Work to do =>
Print the entries below word for word, leaving every line unchanged.

• • • • •

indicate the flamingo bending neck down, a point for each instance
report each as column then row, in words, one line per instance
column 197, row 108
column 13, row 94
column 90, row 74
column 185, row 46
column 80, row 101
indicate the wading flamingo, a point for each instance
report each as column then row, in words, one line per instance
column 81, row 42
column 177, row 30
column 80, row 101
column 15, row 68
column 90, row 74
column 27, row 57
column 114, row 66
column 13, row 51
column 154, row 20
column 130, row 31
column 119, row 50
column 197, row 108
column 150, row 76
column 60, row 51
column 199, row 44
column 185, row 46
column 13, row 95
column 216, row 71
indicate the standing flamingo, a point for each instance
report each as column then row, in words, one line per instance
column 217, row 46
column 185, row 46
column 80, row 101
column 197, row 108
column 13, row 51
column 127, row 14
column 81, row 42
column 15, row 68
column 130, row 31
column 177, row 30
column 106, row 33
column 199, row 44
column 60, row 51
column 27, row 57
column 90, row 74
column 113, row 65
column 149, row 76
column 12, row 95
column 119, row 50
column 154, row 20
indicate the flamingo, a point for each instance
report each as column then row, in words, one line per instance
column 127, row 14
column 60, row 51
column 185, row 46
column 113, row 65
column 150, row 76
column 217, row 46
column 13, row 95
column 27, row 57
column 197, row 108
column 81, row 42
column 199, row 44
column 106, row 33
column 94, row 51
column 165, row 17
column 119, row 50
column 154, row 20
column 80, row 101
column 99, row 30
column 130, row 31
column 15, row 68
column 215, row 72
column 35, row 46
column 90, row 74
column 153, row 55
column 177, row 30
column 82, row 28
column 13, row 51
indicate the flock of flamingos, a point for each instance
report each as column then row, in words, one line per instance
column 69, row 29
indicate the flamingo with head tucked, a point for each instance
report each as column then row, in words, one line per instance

• • • • •

Expected answer =>
indicate the flamingo bending neck down, a point for each instance
report each as column then row, in words, one line per instance
column 197, row 108
column 13, row 94
column 90, row 74
column 185, row 46
column 80, row 101
indicate the wading flamingo, a point for each instance
report each as column then row, in words, one line per instance
column 81, row 42
column 177, row 30
column 80, row 101
column 15, row 68
column 90, row 74
column 27, row 57
column 114, row 66
column 13, row 51
column 154, row 20
column 130, row 31
column 119, row 50
column 197, row 108
column 150, row 76
column 60, row 51
column 199, row 44
column 185, row 46
column 13, row 95
column 216, row 71
indicate the standing flamingo, a point for each instance
report each as column then row, in words, one line per instance
column 217, row 46
column 185, row 46
column 80, row 101
column 197, row 108
column 13, row 51
column 127, row 14
column 81, row 42
column 15, row 68
column 130, row 31
column 177, row 30
column 106, row 33
column 199, row 44
column 60, row 51
column 27, row 57
column 90, row 74
column 113, row 65
column 149, row 76
column 12, row 95
column 119, row 50
column 154, row 20
indicate the flamingo, a point for each instance
report each as column then row, in words, one line per instance
column 127, row 14
column 60, row 51
column 185, row 46
column 113, row 65
column 150, row 76
column 217, row 46
column 13, row 95
column 27, row 57
column 197, row 108
column 81, row 42
column 199, row 44
column 106, row 33
column 94, row 51
column 165, row 17
column 119, row 50
column 154, row 20
column 80, row 101
column 99, row 30
column 130, row 31
column 15, row 68
column 215, row 72
column 35, row 46
column 90, row 74
column 153, row 55
column 177, row 30
column 82, row 28
column 13, row 51
indicate the flock of flamingos, a point for each instance
report each as column then row, in words, one line per instance
column 69, row 29
indicate the flamingo with head tucked, a point for each instance
report each as column then row, in words, one line per instance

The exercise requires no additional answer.